- Problem to solve: All entries are to be transcribed exactly. Pictures are not part of the copy.

- Records for the exercise:
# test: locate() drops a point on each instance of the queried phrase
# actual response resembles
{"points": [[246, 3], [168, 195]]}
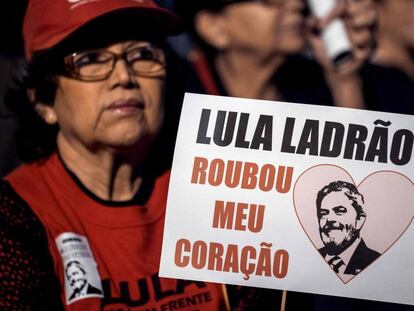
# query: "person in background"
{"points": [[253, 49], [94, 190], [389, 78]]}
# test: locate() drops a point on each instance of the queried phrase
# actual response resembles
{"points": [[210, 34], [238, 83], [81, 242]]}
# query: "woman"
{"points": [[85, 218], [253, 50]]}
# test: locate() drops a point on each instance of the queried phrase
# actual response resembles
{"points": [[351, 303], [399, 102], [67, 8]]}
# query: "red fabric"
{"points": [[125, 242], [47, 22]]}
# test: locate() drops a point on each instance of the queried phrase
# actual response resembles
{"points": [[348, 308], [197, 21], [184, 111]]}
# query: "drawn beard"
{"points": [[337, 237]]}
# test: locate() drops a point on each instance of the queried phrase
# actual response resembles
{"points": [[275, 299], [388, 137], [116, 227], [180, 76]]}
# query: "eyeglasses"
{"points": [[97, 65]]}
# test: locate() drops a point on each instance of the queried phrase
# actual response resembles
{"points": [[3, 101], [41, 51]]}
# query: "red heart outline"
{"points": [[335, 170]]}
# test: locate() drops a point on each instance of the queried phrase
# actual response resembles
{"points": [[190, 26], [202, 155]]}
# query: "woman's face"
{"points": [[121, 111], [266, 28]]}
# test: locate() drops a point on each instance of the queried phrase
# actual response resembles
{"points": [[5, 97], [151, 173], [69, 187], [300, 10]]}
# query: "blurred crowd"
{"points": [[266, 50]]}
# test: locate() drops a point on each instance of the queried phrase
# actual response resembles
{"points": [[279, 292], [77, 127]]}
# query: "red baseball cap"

- Response to this task:
# test: locate() drops a point on each instance of the queried phrase
# actual response resembles
{"points": [[246, 3], [168, 195]]}
# query: "person in background"
{"points": [[253, 49], [94, 190], [389, 78]]}
# test: locate() drops a point on each instance of the queried phrase
# actual response resembles
{"points": [[210, 34], [238, 83], [81, 242]]}
# query: "woman"
{"points": [[85, 218], [253, 50]]}
# test: locate() drops a point on each instance of the queried phrase
# actual response resembles
{"points": [[351, 303], [399, 102], [67, 8]]}
# query: "red fabric"
{"points": [[125, 242], [47, 22]]}
# test: locate() drops a point on each instance of the queried phrase
# actual response resembles
{"points": [[348, 308], [197, 21], [184, 111]]}
# query: "drawn beard"
{"points": [[337, 237]]}
# test: locate() drops a point on each instance of the queried phrase
# actual response resembles
{"points": [[275, 299], [388, 137], [116, 227], [180, 76]]}
# query: "eyeglasses"
{"points": [[97, 65]]}
# test: locate() drops a point on each instance of the queried phrase
# actual response resembles
{"points": [[3, 101], [41, 51]]}
# query: "red heart outline"
{"points": [[335, 170]]}
# test: locate() drops a point on each instance of the queried phrase
# actual response resembles
{"points": [[190, 26], [202, 155]]}
# query: "woman's face"
{"points": [[121, 111], [266, 28]]}
# test: locate() drops a point on each instance of the queried phrase
# actual response resembles
{"points": [[5, 97], [151, 173], [69, 187], [300, 10]]}
# query: "blurred crowd"
{"points": [[266, 50]]}
# test: locate() drops a point on each instance of the queried phrase
# actual response resembles
{"points": [[279, 292], [77, 127]]}
# query: "red baseball cap"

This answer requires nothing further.